▶ _AIM OF THE EXERCISE_
Rewrite the passage of the flu report starting with "Influenza A (H3N2)" and going on through "were (H1N1)pdm09 viruses.", swapping "respiratory samples" for "clinical specimens".

▶ _TEXT FOR ANALYSIS_

┄┄┄┄┄┄┄┄┄┄

Flu incidence on the rise and this season could be severe, CDC says

ATLANTA  — Incidence of influenza is elevated in all but one of 10 HHS Surveillance Regions for the week ended Dec. 31, the Centers for Disease Control and Prevention recently reported. The end of the year marked the third week influenza activity was above the national baseline level of 2.2% as activity levels continue to climb.

There were several pockets of high influenza activity, including throughout New York City, Puerto Rico and 10 states  (Alabama, Georgia, Louisiana, Missouri, New Jersey, New York, Oklahoma, Oregon, South Carolina and Utah).

Influenza A (H3N2) viruses have been identified most frequently in the United States. Of respiratory samples from the United States that were analyzed by public health laboratories, 1,160 were positive for influenza, of which 1,050 (90.5%) were influenza A and 110 (9.5%) were influenza B. Of the 972 influenza A viruses that were subtyped, most (96.3%) were H3 viruses and (3.7%) were (H1N1)pdm09 viruses.

┄┄┄┄┄┄┄┄┄┄

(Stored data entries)
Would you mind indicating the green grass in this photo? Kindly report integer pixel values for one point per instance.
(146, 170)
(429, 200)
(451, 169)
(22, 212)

┄┄┄┄┄┄┄┄┄┄

▶ _TASK OUTPUT_
Influenza A (H3N2) viruses have been identified most frequently in the United States. Of clinical specimens from the United States that were analyzed by public health laboratories, 1,160 were positive for influenza, of which 1,050 (90.5%) were influenza A and 110 (9.5%) were influenza B. Of the 972 influenza A viruses that were subtyped, most (96.3%) were H3 viruses and (3.7%) were (H1N1)pdm09 viruses.